▶ Records:
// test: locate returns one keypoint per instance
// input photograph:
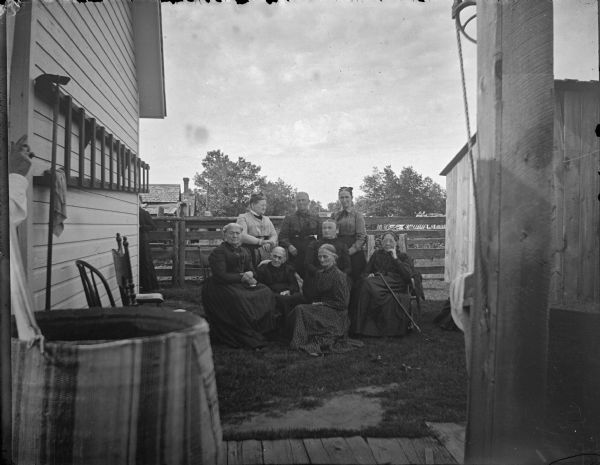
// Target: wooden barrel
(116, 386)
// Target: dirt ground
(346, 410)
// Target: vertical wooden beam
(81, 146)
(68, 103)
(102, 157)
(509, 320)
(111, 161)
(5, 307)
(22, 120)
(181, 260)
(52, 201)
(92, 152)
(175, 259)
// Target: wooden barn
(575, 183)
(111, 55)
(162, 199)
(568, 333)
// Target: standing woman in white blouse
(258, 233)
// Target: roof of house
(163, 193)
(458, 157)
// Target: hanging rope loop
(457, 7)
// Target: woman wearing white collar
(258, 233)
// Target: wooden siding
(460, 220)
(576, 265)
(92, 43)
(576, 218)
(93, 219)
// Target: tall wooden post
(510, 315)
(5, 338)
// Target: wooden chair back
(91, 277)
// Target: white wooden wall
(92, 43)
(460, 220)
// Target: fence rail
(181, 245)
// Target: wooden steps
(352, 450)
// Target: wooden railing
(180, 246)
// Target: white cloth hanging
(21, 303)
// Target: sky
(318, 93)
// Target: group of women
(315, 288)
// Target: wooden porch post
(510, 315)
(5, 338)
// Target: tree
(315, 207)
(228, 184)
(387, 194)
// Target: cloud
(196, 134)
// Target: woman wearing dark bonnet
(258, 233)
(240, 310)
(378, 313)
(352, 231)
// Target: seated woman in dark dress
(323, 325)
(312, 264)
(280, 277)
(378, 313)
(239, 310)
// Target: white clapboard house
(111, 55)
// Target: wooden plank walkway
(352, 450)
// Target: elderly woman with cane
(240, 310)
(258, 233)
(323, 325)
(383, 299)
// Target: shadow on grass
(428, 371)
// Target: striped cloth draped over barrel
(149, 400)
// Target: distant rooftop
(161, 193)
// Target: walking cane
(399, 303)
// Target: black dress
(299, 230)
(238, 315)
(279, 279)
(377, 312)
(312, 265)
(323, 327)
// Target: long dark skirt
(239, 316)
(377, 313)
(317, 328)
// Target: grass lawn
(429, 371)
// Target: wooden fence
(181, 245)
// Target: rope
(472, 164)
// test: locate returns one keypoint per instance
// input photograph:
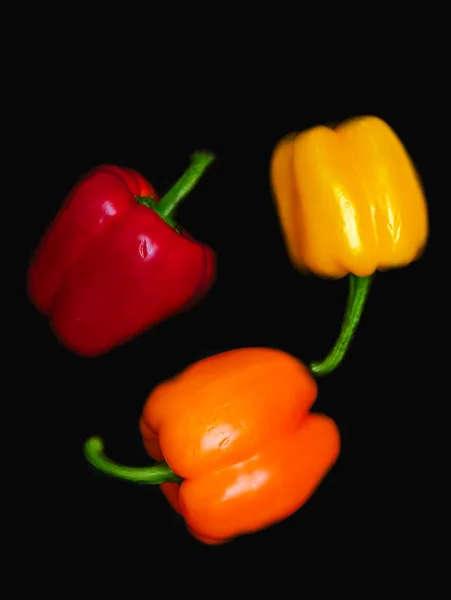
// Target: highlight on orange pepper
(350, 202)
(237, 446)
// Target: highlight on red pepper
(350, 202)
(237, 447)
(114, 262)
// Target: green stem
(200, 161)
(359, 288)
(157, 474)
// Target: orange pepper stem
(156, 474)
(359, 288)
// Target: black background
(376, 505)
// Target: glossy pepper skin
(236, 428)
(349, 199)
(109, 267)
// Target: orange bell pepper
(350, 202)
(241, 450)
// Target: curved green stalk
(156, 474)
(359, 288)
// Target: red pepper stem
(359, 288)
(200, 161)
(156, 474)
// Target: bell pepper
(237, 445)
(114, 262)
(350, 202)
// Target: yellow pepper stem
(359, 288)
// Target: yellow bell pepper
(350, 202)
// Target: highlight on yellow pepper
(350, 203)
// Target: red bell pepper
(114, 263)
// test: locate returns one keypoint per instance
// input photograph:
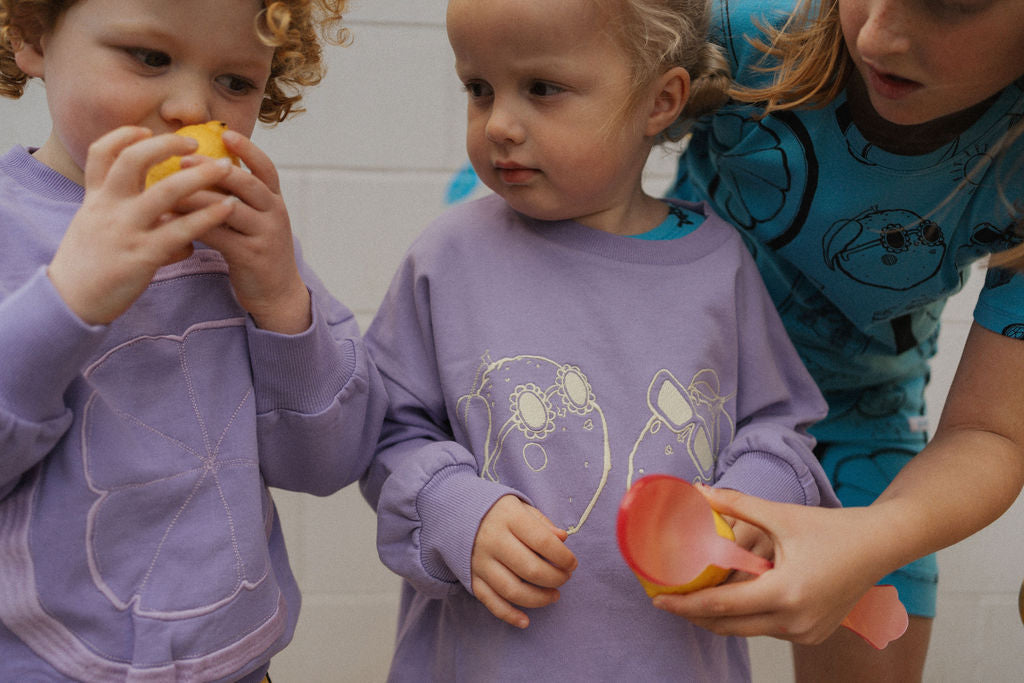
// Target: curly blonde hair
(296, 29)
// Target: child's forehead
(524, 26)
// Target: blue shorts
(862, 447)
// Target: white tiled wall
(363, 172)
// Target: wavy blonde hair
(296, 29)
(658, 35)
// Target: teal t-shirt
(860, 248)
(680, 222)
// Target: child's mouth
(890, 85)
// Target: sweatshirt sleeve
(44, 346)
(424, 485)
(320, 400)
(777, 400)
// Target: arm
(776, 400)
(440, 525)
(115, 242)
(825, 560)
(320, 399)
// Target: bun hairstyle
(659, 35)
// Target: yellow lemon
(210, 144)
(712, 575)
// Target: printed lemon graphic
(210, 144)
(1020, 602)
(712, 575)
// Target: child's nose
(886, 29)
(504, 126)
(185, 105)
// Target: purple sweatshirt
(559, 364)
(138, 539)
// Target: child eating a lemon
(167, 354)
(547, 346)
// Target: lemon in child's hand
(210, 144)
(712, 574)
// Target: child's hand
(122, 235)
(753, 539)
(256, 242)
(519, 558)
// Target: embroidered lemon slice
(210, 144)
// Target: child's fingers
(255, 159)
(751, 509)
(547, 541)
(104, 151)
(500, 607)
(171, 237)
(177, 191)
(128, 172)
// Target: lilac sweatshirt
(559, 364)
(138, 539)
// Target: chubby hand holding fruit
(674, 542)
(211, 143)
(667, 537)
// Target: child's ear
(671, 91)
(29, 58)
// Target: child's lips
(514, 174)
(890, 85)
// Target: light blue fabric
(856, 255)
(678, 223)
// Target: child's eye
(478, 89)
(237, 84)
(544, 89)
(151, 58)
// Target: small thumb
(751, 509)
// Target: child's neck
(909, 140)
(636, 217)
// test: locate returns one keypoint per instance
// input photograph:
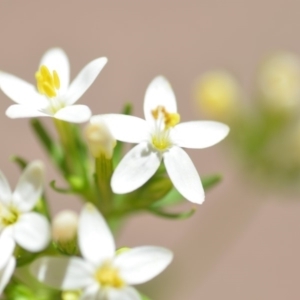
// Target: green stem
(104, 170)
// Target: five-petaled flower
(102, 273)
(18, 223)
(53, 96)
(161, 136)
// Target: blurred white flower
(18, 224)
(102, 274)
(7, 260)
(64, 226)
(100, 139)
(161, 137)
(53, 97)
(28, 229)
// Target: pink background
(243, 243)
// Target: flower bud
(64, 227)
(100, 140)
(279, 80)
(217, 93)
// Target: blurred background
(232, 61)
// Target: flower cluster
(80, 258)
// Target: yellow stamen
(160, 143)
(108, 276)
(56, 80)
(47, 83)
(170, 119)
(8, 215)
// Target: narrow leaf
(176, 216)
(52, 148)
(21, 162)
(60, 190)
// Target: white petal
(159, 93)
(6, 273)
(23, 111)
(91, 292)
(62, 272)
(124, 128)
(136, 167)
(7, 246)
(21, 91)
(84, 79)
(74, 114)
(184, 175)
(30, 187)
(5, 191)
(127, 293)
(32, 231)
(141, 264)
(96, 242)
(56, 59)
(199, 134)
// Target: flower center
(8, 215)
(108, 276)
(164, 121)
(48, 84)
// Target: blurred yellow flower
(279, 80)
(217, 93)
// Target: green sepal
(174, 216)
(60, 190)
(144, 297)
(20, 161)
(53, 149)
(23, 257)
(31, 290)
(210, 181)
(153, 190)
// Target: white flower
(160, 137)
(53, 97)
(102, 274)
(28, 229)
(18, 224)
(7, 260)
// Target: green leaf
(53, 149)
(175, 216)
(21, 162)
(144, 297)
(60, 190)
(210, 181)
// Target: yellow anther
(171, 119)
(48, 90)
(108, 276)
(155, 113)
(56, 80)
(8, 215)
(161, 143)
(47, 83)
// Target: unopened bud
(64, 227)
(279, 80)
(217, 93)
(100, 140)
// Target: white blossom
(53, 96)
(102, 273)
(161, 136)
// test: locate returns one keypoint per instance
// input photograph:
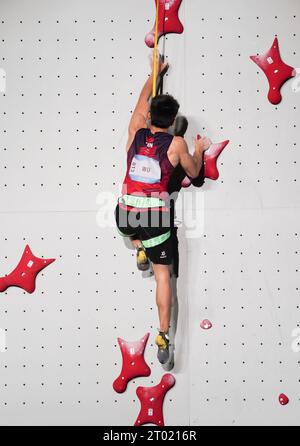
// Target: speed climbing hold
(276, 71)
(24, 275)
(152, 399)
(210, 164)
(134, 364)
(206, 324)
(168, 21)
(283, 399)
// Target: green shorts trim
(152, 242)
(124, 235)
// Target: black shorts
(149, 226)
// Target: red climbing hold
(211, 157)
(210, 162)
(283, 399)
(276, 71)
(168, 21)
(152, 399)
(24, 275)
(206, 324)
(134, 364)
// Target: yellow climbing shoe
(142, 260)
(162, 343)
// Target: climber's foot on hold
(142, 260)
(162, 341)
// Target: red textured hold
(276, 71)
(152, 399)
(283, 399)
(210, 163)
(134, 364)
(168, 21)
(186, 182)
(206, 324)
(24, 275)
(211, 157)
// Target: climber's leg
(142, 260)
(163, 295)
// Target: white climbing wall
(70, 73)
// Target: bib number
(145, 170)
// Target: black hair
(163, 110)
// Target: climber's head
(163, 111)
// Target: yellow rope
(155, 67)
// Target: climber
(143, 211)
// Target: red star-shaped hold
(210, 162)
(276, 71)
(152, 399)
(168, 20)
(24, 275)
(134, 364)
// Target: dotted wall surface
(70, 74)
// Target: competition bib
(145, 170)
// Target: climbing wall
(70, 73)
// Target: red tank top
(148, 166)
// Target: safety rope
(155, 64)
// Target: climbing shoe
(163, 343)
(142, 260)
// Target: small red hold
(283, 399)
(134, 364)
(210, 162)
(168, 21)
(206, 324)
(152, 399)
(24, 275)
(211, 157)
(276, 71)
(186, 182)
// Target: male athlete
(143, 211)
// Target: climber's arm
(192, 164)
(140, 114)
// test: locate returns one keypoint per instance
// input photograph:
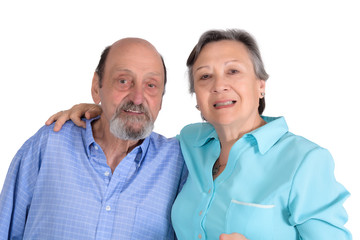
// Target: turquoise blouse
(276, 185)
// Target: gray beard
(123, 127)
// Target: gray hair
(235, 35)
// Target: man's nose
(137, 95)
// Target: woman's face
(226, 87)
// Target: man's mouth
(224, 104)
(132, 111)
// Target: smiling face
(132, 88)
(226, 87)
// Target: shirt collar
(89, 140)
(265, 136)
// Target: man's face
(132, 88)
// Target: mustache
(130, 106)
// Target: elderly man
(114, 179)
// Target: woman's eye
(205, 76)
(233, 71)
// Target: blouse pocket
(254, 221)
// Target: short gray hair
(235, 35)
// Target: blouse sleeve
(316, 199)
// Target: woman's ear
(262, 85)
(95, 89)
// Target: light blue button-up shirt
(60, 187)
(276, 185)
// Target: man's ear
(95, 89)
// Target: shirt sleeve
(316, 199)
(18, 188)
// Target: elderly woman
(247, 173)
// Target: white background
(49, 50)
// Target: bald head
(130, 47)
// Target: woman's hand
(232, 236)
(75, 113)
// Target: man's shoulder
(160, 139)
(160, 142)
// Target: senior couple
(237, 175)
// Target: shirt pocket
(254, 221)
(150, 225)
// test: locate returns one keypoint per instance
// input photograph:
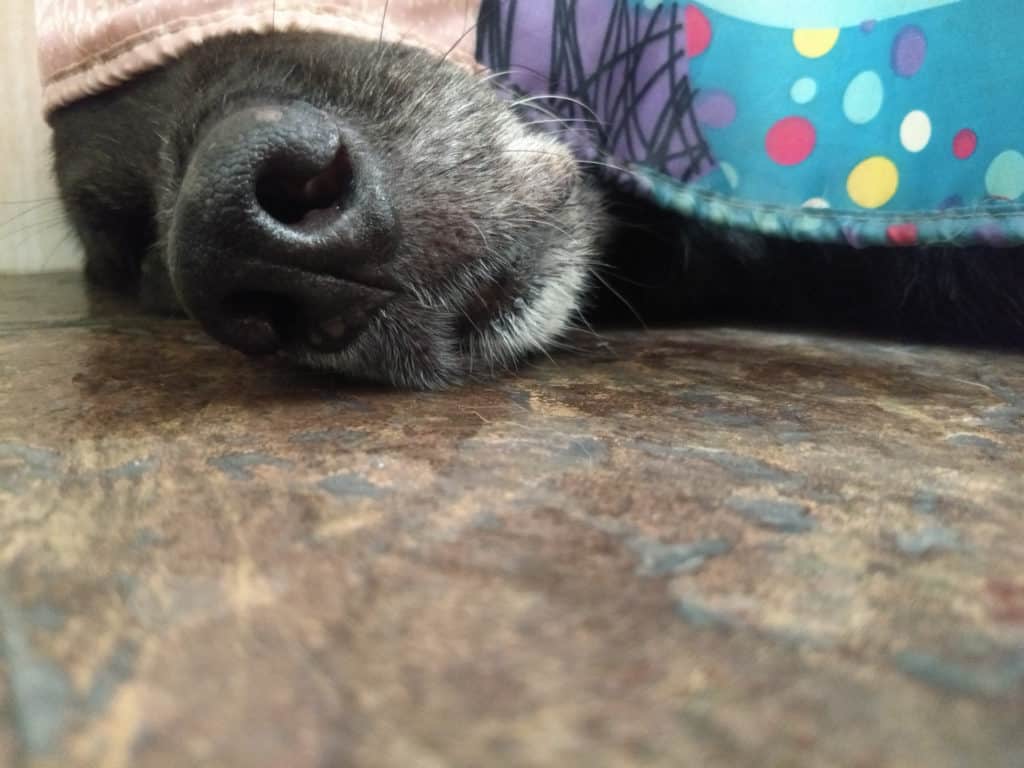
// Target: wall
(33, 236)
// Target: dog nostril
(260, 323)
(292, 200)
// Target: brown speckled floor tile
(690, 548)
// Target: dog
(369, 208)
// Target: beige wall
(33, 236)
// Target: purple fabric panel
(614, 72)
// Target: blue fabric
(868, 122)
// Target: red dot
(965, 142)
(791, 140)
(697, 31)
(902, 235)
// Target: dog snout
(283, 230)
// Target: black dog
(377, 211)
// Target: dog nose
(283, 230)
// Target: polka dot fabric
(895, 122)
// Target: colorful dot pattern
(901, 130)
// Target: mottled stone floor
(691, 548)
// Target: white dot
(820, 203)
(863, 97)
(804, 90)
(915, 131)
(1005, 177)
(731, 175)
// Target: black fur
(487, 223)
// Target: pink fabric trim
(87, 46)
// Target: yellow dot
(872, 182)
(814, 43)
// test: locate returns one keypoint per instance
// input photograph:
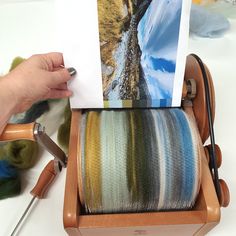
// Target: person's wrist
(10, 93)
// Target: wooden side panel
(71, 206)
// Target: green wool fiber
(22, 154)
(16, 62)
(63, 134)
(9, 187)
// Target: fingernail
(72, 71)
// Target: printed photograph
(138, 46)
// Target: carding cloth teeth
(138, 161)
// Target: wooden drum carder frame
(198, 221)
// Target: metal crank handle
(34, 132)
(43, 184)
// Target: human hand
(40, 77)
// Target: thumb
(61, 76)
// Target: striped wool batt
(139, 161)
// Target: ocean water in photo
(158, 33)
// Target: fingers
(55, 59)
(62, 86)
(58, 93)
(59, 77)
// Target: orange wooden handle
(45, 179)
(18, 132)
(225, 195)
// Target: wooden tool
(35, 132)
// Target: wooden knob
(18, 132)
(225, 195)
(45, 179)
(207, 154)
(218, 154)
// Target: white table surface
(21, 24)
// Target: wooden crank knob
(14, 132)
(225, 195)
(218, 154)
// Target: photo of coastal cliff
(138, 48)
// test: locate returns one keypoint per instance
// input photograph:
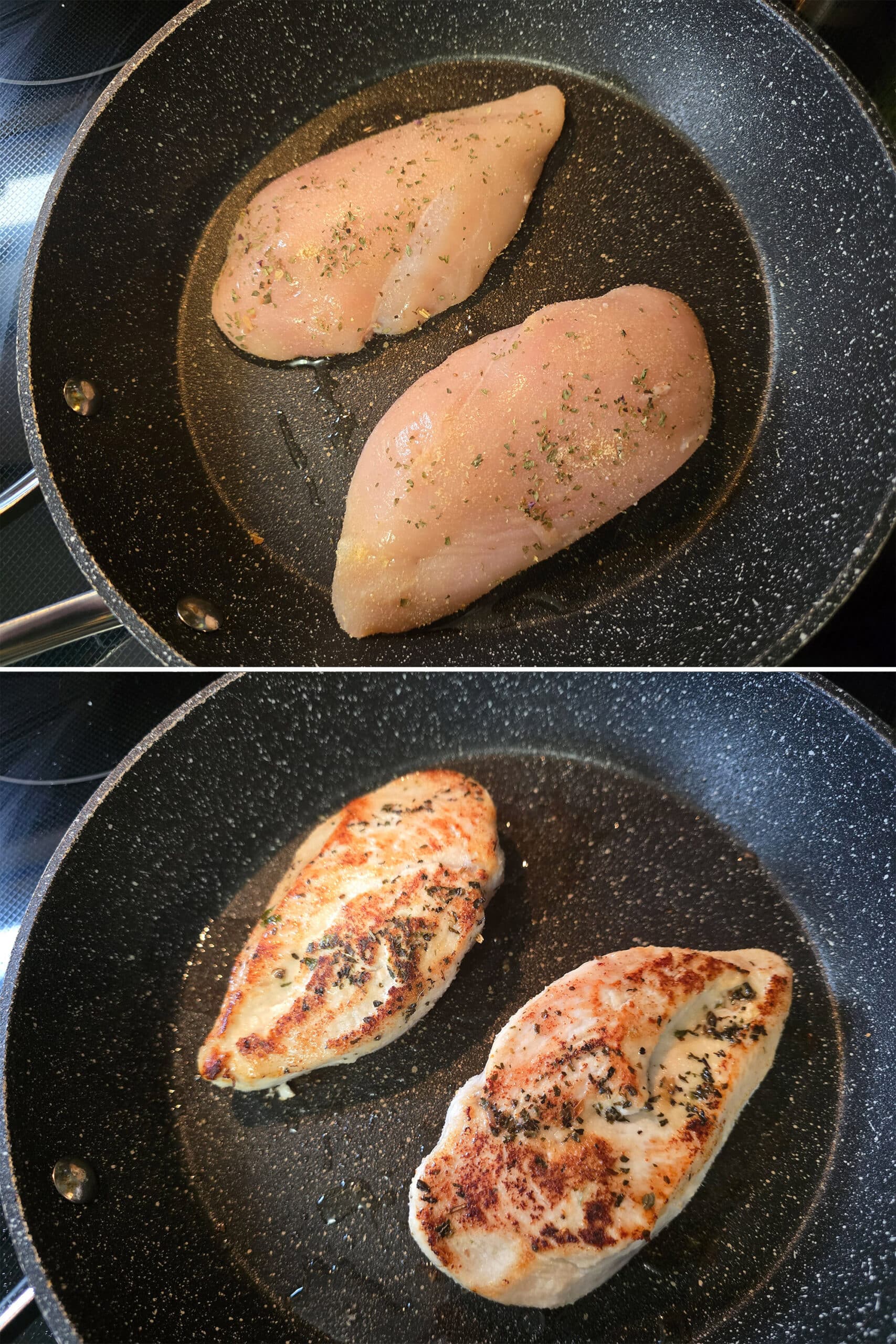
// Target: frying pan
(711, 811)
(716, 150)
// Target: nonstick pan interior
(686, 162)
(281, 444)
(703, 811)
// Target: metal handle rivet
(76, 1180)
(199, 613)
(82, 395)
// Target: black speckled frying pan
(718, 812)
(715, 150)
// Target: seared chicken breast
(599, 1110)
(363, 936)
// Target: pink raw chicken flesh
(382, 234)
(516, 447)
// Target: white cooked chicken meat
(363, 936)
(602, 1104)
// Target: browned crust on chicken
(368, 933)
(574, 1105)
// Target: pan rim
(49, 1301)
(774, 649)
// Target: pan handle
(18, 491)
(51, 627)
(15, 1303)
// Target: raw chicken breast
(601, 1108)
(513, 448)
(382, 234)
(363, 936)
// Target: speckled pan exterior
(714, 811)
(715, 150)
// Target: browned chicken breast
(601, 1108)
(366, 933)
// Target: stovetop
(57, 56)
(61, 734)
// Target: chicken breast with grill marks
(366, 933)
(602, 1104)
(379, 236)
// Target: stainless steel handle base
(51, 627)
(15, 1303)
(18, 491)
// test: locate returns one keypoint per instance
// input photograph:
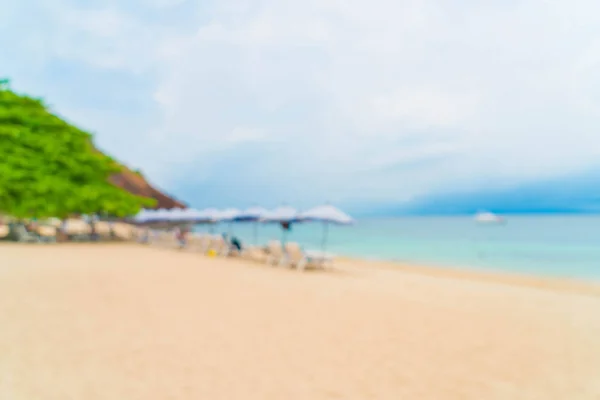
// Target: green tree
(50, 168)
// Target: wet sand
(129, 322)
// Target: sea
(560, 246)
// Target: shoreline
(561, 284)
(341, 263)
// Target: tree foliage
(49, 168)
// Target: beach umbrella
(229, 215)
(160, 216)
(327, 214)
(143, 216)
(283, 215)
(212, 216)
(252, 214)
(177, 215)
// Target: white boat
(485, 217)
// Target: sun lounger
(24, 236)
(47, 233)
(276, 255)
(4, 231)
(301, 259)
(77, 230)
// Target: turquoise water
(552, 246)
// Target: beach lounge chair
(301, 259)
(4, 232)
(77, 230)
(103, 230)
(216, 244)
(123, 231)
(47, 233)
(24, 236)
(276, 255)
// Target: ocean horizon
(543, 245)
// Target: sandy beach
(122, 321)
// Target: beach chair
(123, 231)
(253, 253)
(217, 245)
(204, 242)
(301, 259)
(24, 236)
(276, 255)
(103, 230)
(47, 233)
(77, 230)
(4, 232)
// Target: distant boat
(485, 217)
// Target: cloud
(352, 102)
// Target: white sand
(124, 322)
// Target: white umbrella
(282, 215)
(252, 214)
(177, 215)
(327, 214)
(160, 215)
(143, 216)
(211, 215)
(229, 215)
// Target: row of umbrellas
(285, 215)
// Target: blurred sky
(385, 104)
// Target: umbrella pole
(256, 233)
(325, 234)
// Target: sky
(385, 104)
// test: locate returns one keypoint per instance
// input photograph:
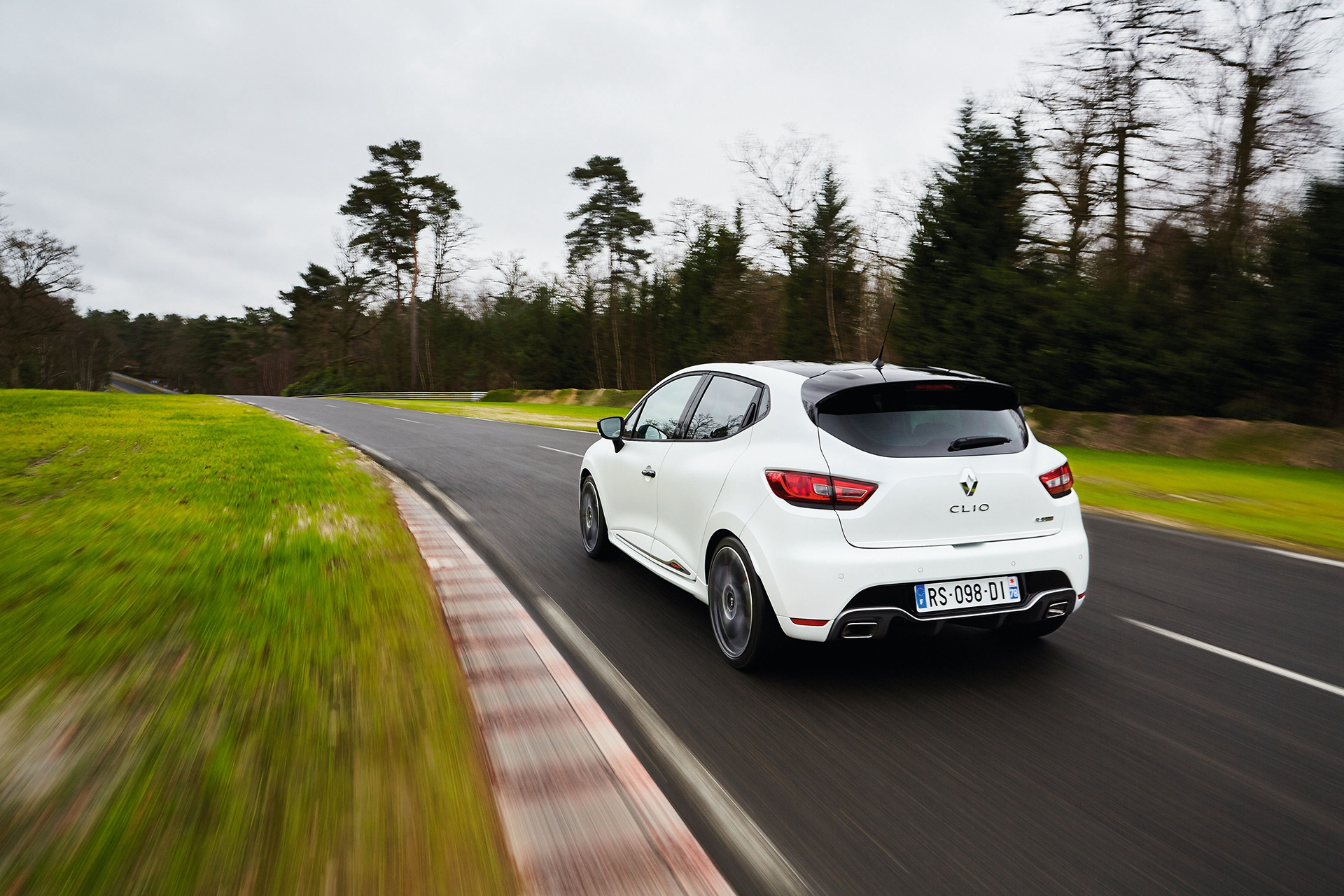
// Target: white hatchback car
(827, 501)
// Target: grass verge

▶ Written instruction: Output only these lines, word for word: the line containing "with grill marks" and every line after it through the last line of the data. Omit the pictures.

▶ Task answer:
// Target: chicken breast with grill marks
(366, 933)
(602, 1104)
(379, 236)
// Target: stainless steel handle base
(51, 627)
(15, 1303)
(18, 491)
// test: locate returns one keypoint per instance
// input photograph:
// Target: green tree
(50, 168)
// Target: wet sand
(129, 322)
// Target: sea
(560, 246)
// Target: shoreline
(561, 284)
(341, 263)
// Target: tree foliage
(49, 168)
// Target: beach umbrella
(229, 215)
(160, 216)
(327, 214)
(143, 216)
(283, 215)
(212, 216)
(252, 214)
(177, 215)
// Target: white boat
(485, 217)
// Target: sun lounger
(24, 236)
(47, 233)
(276, 255)
(4, 231)
(301, 259)
(77, 230)
// Target: turquoise water
(552, 246)
// Target: beach lounge chair
(301, 259)
(4, 232)
(77, 230)
(103, 230)
(216, 244)
(123, 231)
(47, 233)
(24, 236)
(276, 255)
// Target: ocean horizon
(543, 245)
// Target: sandy beach
(122, 321)
// Target: beach chair
(123, 231)
(253, 253)
(217, 245)
(204, 242)
(301, 259)
(24, 236)
(276, 255)
(103, 230)
(47, 233)
(77, 230)
(4, 232)
// Target: distant boat
(485, 217)
// Target: cloud
(352, 102)
// Target: white sand
(124, 322)
// Target: white umbrella
(282, 215)
(252, 214)
(177, 215)
(327, 214)
(160, 215)
(143, 216)
(211, 215)
(229, 215)
// Target: row of umbrellas
(285, 215)
// Target: blurred sky
(385, 104)
// Target: umbrella pole
(256, 233)
(325, 234)
// Target: sky
(385, 104)
// test: locate returns one keypoint per instance
// input photograph:
// Target: white hatchback car
(827, 501)
// Target: grass verge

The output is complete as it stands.